WHAT YOU ARE ASKED TO DO> Switch "set a dot" to "place a mark" wherever it appears in the records, and reproduce all the lines with every other word unchanged. Omit the pictures from your answer.

Records for pointing to named objects>
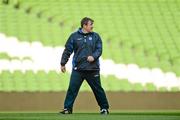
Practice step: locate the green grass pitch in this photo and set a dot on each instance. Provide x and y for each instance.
(160, 115)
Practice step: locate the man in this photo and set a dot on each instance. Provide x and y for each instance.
(87, 48)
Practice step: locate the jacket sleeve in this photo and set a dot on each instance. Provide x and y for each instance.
(98, 48)
(67, 51)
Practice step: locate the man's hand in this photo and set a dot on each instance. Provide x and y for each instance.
(63, 69)
(90, 58)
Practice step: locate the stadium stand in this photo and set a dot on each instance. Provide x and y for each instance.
(142, 32)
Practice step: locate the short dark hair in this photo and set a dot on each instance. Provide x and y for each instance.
(85, 20)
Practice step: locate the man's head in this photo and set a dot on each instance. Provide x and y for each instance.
(87, 24)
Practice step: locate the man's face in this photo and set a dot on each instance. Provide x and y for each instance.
(89, 26)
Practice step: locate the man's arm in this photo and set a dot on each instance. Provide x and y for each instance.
(66, 53)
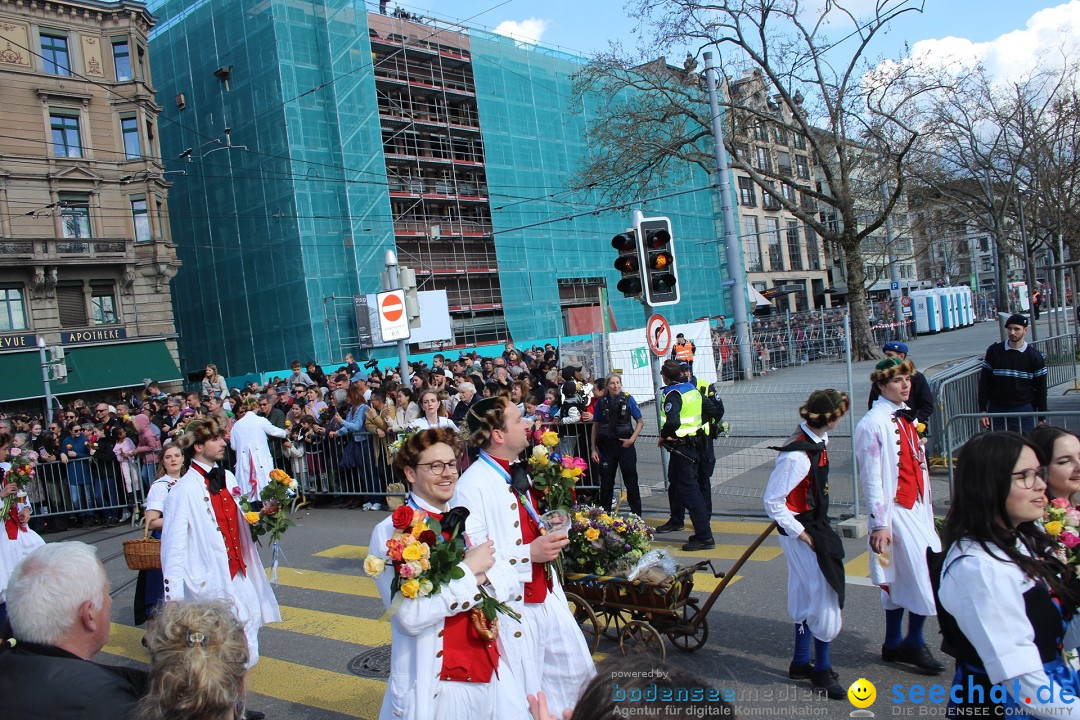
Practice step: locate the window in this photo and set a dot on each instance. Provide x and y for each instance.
(71, 303)
(54, 54)
(122, 59)
(75, 216)
(746, 194)
(12, 310)
(812, 249)
(802, 166)
(794, 248)
(140, 216)
(751, 244)
(103, 302)
(764, 162)
(67, 141)
(129, 127)
(772, 234)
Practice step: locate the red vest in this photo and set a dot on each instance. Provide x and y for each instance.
(910, 480)
(467, 656)
(228, 524)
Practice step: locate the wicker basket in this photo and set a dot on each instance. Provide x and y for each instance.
(144, 554)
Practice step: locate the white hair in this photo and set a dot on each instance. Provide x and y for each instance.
(48, 587)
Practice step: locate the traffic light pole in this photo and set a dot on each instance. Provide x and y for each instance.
(635, 220)
(394, 281)
(44, 379)
(732, 246)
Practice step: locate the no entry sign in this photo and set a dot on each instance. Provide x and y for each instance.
(393, 324)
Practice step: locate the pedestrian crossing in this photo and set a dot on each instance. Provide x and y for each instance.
(309, 595)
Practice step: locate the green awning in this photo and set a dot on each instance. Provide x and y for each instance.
(90, 368)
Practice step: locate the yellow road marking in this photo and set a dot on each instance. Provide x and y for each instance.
(347, 694)
(334, 626)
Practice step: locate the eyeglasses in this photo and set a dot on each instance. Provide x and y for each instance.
(1026, 478)
(439, 467)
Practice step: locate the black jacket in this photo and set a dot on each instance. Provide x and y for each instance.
(41, 682)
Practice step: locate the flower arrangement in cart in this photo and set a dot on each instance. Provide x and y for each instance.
(427, 554)
(22, 473)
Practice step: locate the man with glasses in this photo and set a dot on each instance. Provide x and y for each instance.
(892, 467)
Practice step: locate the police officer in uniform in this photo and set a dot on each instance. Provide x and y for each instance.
(617, 423)
(682, 423)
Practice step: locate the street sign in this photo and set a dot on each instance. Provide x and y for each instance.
(659, 335)
(393, 323)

SOLUTION FOR THIS EXERCISE>
Practice step: locate the green grass pitch in this photo and place a mark on each instance. Provide x and y for each instance.
(160, 115)
Practice step: locate the man in this photo and place a mark on each instance. Provide x and y for each instance.
(87, 48)
Practice step: locate the jacket sleeve in this photo and place a mark on each instance. Provide x and y for each instance.
(98, 48)
(67, 51)
Practice step: locate the man's hand in this photo and place a mark on each instance. Provide x and y for each instance.
(63, 69)
(90, 58)
Practice step: locate the stadium stand in this photo and place a mark on each instance. Provide x and y for each instance.
(142, 32)
Practice step: locate the short dark hair in this photo and place a mark on each instance. Provide x and y for each instance.
(85, 20)
Practice step: locate the man's head in this photo and place a mark on each instance. Provide x and y for each instance.
(87, 24)
Practice step: locate the man's face in this photo and place a mark on each instance. Provide x and y for each instance.
(89, 26)
Practice step: locate the man's arm in this photo and place a mark on each instance. Provide x and y for each instance.
(66, 53)
Practice step: locate the window in this photo and place a mark on each instance. Provide x and y for each instance.
(71, 303)
(54, 54)
(122, 59)
(75, 216)
(746, 194)
(12, 310)
(812, 249)
(802, 166)
(794, 248)
(140, 216)
(751, 244)
(103, 302)
(764, 162)
(67, 141)
(129, 127)
(772, 234)
Practice step: locate the red vest in this photo and place a mark on each instance. Provide x and y for each instance.
(910, 480)
(467, 656)
(228, 524)
Practice step: locate the wicker basket in this photo and place a mark on each instance. Provide x and y for each instance.
(144, 554)
Practice step: locate the white hair in this photo and place a mark on each instance. Provide x and y for each instance.
(48, 587)
Practice step: locate the traffic light pole in this photo and place a mark on each instance. Provide x and y for each instance.
(635, 220)
(394, 281)
(44, 379)
(732, 246)
Practice step: locate the no entry sign in this photo and place a mark on each instance. Provide x and y for each instance.
(393, 324)
Practice step: locate the pedestrian crossing in this photo and place a mark on each instance. Provide x and y for each instance.
(309, 595)
Practice step: locate the green awning in this photo and place a mark on each instance. Provide x and y for each instance.
(90, 368)
Practice step: locate the yellow road marking in this photo and place a mark on each instance. Provide x and y for each instance.
(347, 694)
(334, 626)
Practice step: locate the eyeglasses in this photo and place a mark on each instance. Provide x and y for each instance.
(1026, 478)
(439, 467)
Practice step: locate the black jacket in this photo and place a mark on each instance. Provide x and y for each instance.
(41, 682)
Practice step: locate the flower arrangement in cart in this photo and place a mark on each instance. Provide x and y for each instance.
(427, 554)
(22, 473)
Practice step: locate the man with glasses in this photo and place a mark on each instance. Provide x and y for each instance.
(892, 467)
Practice step: locate the police officer in uniform in this photo and place a mark on each instance. Provide x and y for each instance.
(617, 423)
(682, 423)
Practice step: locate the street sign in this photo and place a mark on each instance. Provide x and y for each instance.
(659, 335)
(393, 323)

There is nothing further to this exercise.